**Written instruction**
Put every line of the records below into a Markdown table with the columns "Row" and "Entry," skipping blank lines. Leave the pictures out of the table.

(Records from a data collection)

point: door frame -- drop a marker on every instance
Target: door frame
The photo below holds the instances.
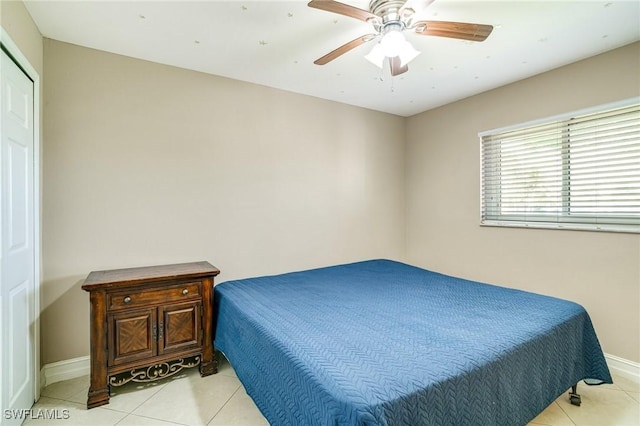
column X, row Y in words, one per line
column 16, row 54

**Result for this task**
| Row | Entry |
|---|---|
| 1 | point: door frame -- drop a marker on every instance |
| 2 | Target: door frame |
| 3 | The photo below holds the instances. |
| 4 | column X, row Y in words, one per line |
| 5 | column 16, row 54 |